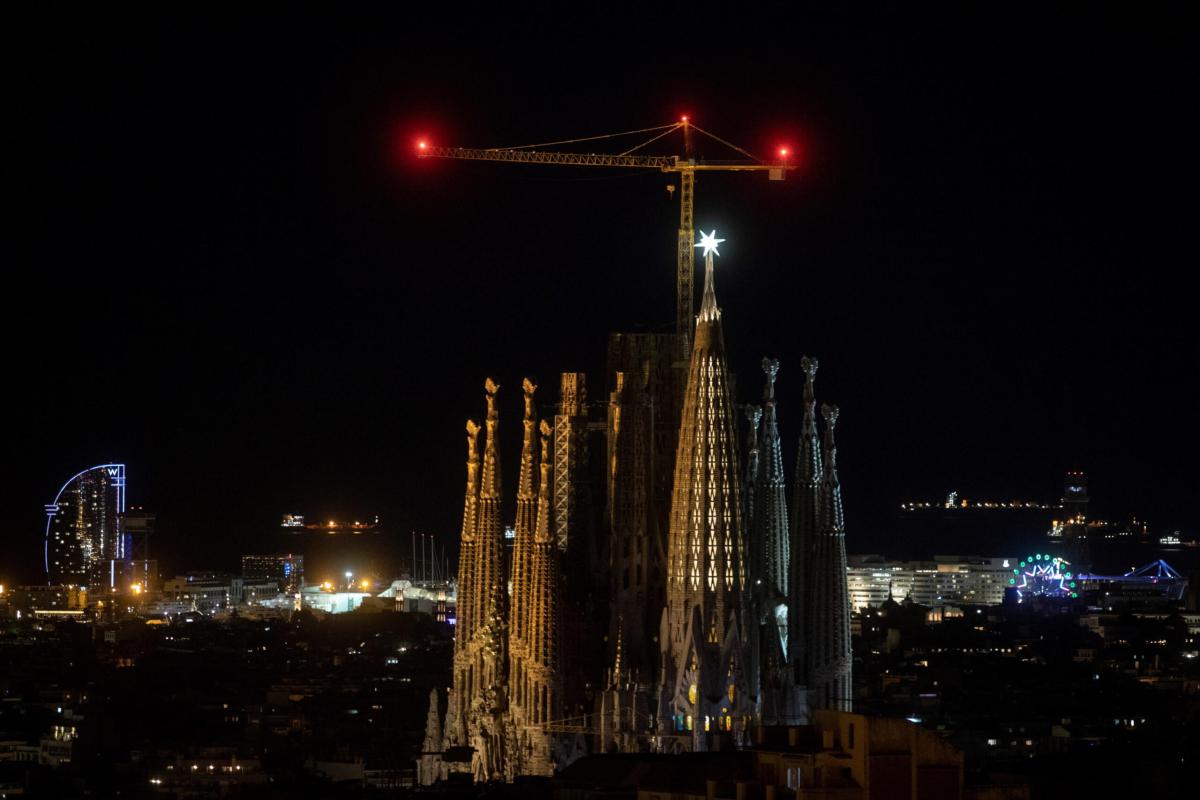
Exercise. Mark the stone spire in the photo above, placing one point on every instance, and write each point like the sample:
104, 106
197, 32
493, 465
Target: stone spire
829, 654
522, 548
465, 675
771, 531
490, 591
543, 689
468, 539
429, 763
804, 522
754, 416
703, 684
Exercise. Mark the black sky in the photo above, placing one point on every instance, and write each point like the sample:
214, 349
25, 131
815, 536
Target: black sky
223, 269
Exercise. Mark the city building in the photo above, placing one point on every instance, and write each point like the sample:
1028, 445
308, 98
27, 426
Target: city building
213, 590
55, 600
286, 570
83, 530
960, 578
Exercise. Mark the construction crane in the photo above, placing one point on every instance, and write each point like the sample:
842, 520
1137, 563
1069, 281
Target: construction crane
685, 166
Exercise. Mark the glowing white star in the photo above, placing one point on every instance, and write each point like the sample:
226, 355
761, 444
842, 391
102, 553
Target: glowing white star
709, 242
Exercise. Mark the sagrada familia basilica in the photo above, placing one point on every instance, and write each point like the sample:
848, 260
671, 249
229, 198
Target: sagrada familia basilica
663, 591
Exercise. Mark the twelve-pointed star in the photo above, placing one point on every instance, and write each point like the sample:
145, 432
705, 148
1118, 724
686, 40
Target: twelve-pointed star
709, 242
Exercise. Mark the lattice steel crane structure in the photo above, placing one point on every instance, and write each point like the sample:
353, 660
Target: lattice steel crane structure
687, 166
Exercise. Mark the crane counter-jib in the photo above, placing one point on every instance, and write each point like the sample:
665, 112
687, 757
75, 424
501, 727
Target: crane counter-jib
687, 168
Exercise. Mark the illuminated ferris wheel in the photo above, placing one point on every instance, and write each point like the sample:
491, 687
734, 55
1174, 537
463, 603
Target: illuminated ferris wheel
1042, 575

**TRY IT:** Skipping the images, write out the whole listing exactly.

**COMPLETED EXERCISE:**
Exercise. Mark the stone spire in the photo above, placing one point on every instance, and write each point like the sample:
104, 106
197, 32
493, 465
Target: stone spire
829, 654
522, 548
465, 675
771, 531
490, 591
543, 689
468, 539
429, 763
804, 522
754, 416
703, 684
Exercise. Mark the black sky in the photo above, placing one point on every instance, and write each point like the sample:
214, 349
25, 131
815, 536
Target: black sky
223, 269
Exercise. Mark the city building in the photo above, placing one point on every instance, and write each point like the sample:
1028, 445
308, 98
27, 426
Target: city building
213, 590
55, 600
286, 570
83, 530
960, 578
Exercise. Mark the construction crane in the photo above, placing one point on every instance, and write each point like the sample:
842, 520
1137, 563
1069, 281
Target: construction crane
685, 166
Exercise. Mark the glowing white star in the photo above, placing one point on every instance, and write each point like the sample:
226, 355
761, 444
842, 391
102, 553
Target: glowing white star
709, 242
Exercise. Mark the sagrada familia basilica in the photo above, placing one point on every instance, and write each point like the sample:
848, 260
671, 249
229, 198
Target: sagrada familia basilica
663, 591
Exercise. Mark the twelve-pointed star in the photo above, placing one point on every instance, and write each point like the sample:
145, 432
705, 148
1118, 724
686, 40
Target: twelve-pointed star
709, 242
Exercise. Mark the lattice steel crane structure in the photo above, placing one point on every instance, and write each point like the sample:
353, 660
Target: lattice steel crane structure
687, 166
Exercise. Mark the crane counter-jib in the photo above, placing one point on every instance, and write each point like the sample:
665, 112
687, 757
75, 424
501, 727
Target: crane counter-jib
687, 168
Exercise. Mark the illuminated ferris wheel in the photo above, placing one point on every instance, and write each point like the sample:
491, 687
734, 55
1174, 537
463, 603
Target: illuminated ferris wheel
1042, 575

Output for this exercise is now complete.